**TASK:**
Using the entries below, quote exactly the span of lines that begins with the line containing "I'd appreciate it if you could identify where the sunset" and ends with the final line.

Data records
--- begin ---

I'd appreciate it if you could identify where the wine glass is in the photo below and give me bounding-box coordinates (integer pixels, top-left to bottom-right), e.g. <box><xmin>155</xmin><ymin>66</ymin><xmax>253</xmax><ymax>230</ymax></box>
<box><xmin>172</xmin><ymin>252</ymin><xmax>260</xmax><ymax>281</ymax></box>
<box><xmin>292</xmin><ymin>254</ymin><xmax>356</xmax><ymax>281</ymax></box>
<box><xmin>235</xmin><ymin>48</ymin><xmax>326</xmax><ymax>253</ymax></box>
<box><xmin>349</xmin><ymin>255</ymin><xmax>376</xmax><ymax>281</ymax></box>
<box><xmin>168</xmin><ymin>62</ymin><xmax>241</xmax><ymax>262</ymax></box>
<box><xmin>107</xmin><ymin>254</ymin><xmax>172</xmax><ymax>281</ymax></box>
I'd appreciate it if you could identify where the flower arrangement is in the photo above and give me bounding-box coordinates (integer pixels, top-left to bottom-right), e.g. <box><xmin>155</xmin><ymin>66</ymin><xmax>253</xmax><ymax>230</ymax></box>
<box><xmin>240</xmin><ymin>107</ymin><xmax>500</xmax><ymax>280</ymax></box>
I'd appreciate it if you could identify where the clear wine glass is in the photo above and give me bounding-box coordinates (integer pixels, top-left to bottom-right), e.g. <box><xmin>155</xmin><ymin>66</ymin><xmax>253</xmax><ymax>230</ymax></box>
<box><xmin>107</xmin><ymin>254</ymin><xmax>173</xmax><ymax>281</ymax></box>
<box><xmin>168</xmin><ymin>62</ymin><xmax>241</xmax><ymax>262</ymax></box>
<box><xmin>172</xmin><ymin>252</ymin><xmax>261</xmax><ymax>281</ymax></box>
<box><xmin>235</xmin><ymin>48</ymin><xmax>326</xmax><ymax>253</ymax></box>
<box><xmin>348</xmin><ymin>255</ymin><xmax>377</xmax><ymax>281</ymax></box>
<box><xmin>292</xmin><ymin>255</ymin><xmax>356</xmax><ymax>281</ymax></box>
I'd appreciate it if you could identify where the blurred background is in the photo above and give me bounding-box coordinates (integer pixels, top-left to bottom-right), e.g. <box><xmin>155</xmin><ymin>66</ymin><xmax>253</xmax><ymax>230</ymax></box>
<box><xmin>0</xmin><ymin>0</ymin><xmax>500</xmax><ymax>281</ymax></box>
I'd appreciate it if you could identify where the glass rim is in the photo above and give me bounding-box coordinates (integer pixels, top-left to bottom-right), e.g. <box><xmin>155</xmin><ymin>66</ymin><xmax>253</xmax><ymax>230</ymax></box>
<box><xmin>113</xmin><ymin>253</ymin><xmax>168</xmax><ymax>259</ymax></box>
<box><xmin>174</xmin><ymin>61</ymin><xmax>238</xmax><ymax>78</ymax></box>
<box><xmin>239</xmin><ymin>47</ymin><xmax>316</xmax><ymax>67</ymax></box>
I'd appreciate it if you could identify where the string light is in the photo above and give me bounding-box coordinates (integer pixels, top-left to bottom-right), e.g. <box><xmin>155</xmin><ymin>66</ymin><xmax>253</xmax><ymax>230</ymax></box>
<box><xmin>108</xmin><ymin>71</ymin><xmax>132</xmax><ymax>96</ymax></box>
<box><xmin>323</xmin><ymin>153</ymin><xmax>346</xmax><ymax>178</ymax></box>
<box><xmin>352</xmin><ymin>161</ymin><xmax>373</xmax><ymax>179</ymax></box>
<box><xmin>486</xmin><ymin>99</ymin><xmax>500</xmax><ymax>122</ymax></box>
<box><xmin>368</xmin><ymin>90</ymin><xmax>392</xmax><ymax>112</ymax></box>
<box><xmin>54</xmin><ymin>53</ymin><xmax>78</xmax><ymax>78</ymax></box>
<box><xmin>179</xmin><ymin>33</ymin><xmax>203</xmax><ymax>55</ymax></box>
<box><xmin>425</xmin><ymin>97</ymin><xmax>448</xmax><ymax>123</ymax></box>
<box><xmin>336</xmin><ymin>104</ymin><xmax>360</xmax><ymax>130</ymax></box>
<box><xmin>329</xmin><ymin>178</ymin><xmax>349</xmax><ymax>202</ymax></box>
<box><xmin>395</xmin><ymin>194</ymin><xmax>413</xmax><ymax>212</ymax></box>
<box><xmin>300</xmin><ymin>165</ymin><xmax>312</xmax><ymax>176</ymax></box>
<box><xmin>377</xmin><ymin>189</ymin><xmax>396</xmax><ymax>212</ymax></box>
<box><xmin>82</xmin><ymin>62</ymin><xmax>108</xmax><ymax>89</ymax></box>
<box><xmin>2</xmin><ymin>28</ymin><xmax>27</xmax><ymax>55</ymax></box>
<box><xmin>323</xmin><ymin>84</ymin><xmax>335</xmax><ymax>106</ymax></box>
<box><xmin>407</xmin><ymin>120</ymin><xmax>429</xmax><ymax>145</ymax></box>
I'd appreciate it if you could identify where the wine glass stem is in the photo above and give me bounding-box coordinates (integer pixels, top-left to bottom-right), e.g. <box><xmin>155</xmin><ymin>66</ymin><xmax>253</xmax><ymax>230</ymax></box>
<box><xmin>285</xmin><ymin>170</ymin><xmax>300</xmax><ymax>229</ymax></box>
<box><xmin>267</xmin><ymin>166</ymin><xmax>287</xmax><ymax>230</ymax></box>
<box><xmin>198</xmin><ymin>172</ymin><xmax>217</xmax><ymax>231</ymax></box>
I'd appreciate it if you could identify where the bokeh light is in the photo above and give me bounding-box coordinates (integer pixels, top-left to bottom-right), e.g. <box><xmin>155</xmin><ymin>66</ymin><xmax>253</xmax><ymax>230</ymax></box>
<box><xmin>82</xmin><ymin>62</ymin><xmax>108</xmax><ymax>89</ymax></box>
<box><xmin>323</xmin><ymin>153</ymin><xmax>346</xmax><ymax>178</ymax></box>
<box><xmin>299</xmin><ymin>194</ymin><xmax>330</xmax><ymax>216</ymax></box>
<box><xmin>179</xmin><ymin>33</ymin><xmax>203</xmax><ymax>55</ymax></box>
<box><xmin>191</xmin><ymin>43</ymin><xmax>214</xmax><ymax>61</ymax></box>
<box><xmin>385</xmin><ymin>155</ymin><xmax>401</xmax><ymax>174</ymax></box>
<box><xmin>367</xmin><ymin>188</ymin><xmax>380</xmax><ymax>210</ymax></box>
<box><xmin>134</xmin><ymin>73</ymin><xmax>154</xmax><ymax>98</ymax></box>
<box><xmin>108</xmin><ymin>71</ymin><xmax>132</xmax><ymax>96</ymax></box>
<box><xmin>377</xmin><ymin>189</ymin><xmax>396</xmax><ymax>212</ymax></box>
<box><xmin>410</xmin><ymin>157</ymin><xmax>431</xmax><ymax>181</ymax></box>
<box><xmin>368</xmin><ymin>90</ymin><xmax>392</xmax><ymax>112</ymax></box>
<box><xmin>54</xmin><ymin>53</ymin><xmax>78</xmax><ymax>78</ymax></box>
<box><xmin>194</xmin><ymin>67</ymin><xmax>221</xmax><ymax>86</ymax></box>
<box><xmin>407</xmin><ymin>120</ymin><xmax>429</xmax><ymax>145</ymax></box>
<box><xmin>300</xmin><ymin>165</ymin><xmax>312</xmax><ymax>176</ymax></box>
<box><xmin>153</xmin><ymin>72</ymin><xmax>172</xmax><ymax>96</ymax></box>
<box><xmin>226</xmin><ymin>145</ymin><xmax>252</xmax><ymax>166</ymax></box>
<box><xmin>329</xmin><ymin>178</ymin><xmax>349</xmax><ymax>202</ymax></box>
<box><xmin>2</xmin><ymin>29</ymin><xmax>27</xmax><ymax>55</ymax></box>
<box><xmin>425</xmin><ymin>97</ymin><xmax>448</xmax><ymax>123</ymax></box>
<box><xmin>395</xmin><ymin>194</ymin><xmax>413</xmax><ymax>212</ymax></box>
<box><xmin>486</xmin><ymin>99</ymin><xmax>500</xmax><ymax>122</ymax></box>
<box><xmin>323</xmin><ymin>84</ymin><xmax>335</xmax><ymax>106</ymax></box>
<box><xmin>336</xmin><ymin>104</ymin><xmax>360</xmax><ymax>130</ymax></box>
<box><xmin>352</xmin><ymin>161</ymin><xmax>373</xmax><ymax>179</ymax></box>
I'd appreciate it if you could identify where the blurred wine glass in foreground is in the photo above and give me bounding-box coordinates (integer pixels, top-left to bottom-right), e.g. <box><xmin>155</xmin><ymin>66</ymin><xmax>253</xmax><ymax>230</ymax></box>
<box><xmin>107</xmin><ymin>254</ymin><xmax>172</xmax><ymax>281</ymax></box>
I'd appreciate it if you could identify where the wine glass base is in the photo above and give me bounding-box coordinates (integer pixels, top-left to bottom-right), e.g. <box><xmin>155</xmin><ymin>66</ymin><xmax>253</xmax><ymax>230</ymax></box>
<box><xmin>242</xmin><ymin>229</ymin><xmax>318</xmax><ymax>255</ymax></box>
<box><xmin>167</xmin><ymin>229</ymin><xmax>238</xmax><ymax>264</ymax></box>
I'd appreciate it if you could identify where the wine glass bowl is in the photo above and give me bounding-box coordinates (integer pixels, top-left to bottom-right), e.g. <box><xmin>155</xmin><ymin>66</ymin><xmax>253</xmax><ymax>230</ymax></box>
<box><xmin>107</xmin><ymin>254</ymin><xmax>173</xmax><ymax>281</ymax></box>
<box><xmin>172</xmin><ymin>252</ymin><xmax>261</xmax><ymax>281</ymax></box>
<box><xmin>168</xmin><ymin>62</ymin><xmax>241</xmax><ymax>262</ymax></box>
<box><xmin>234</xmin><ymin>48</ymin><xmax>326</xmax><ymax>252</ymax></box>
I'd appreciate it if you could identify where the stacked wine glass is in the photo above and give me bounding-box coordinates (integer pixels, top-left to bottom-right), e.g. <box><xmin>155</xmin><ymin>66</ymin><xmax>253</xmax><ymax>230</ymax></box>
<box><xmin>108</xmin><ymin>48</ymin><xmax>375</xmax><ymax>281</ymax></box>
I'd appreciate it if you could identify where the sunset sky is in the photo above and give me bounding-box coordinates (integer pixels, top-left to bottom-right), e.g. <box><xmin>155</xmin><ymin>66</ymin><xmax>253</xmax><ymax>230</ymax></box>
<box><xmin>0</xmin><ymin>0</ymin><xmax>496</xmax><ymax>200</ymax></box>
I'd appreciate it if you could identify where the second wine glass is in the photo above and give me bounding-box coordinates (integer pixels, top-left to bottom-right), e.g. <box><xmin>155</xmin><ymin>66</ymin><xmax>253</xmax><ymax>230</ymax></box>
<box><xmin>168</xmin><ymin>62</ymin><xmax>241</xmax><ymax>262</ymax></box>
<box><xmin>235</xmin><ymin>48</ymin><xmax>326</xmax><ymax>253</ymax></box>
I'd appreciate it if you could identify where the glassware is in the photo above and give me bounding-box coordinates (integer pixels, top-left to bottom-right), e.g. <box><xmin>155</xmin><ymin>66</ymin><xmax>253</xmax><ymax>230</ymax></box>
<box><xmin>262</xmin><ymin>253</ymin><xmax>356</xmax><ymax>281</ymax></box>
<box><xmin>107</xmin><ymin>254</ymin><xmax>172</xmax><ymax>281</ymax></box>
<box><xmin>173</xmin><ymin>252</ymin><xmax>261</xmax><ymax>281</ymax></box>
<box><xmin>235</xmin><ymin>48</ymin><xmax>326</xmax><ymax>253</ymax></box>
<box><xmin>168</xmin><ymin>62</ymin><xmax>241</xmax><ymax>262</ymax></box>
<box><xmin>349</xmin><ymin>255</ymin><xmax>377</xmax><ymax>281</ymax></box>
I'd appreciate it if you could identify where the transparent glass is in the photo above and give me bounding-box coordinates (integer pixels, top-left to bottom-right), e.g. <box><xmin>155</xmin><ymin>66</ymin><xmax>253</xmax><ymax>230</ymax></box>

--- end ---

**THE SOLUTION:**
I'd appreciate it if you could identify where the sunset sky is in the photo above and give me bounding-box coordinates (integer pixels, top-left to bottom-right), e.g. <box><xmin>155</xmin><ymin>66</ymin><xmax>253</xmax><ymax>230</ymax></box>
<box><xmin>0</xmin><ymin>0</ymin><xmax>496</xmax><ymax>200</ymax></box>
I'd appreciate it if you could identify where the second wine glass is in the photo above and give me bounding-box coordinates (integer pixels, top-left to bottom-right), e.g. <box><xmin>155</xmin><ymin>66</ymin><xmax>253</xmax><ymax>230</ymax></box>
<box><xmin>168</xmin><ymin>62</ymin><xmax>241</xmax><ymax>262</ymax></box>
<box><xmin>235</xmin><ymin>48</ymin><xmax>326</xmax><ymax>253</ymax></box>
I'd appreciate it if you could identify where the glassware is in the photo above and give me bounding-box coordinates (integer pixels, top-left to bottom-right), e.g. <box><xmin>155</xmin><ymin>66</ymin><xmax>253</xmax><ymax>230</ymax></box>
<box><xmin>262</xmin><ymin>253</ymin><xmax>356</xmax><ymax>281</ymax></box>
<box><xmin>107</xmin><ymin>254</ymin><xmax>172</xmax><ymax>281</ymax></box>
<box><xmin>173</xmin><ymin>252</ymin><xmax>261</xmax><ymax>281</ymax></box>
<box><xmin>235</xmin><ymin>48</ymin><xmax>326</xmax><ymax>253</ymax></box>
<box><xmin>168</xmin><ymin>62</ymin><xmax>241</xmax><ymax>262</ymax></box>
<box><xmin>349</xmin><ymin>255</ymin><xmax>377</xmax><ymax>281</ymax></box>
I'd appreciate it if you could identify where the transparent glass is in the photo above and give me bounding-box coordinates (integer pixels, top-left to bottom-right), e.g. <box><xmin>155</xmin><ymin>66</ymin><xmax>253</xmax><ymax>230</ymax></box>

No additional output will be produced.